> _DATASET ENTRIES_
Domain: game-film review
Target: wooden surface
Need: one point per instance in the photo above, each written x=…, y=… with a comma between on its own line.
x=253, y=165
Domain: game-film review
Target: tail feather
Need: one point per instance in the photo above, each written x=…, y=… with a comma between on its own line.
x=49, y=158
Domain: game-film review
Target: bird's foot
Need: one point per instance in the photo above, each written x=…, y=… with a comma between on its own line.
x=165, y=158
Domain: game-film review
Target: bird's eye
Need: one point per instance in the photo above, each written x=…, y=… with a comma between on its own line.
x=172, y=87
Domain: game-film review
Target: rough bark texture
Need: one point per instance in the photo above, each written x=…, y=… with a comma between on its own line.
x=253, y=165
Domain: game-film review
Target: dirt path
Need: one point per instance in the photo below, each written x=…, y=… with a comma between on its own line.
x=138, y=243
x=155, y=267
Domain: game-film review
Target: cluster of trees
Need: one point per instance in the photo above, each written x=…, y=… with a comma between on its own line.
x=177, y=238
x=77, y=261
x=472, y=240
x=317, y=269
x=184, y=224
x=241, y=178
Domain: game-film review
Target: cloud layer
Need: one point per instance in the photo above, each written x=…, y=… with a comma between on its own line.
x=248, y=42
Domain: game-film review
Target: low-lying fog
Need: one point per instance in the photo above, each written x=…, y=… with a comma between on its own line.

> _DIRECTIONS FOR THIS TASK_
Copy out every line above word for word, with nothing changed.

> _OUTPUT FOR THIS EXERCISE_
Domain: game-film review
Target: wooden surface
Need: one point per instance in the photo above, each written x=…, y=… with a comma between on its own line.
x=253, y=165
Domain: game-film review
Target: tail feather
Need: one point per instance in the photo above, each written x=…, y=… with a comma between on its own line.
x=49, y=158
Domain: game-film review
Target: bird's foot
Need: one point per instance in the photo above, each written x=…, y=… with a comma between on its own line.
x=165, y=158
Domain: game-film review
Target: bird's eye
Need: one point per instance in the photo above, each written x=…, y=… with a comma between on its own line.
x=172, y=87
Domain: game-film review
Target: rough bark texture
Need: one point per instance in the photo above, each written x=…, y=… with a comma between on its own line.
x=253, y=165
Domain: game-film review
Target: dirt path
Need: one point per instance in the photo below, each written x=…, y=… with a comma between on its own line.
x=138, y=243
x=155, y=267
Domain: game-film review
Target: cluster of trees
Need: one point per instance in the photo above, each written x=…, y=… with a comma between on its own line.
x=177, y=238
x=77, y=261
x=472, y=240
x=317, y=269
x=184, y=224
x=241, y=178
Domain: game-film review
Target: cloud layer
Need: one point per instance in the photo above, each written x=…, y=… with a comma between on its own line.
x=248, y=42
Domain: game-film review
Target: low-lying fog
Need: one point per instance in the photo above, each written x=…, y=… with a comma between on its own line.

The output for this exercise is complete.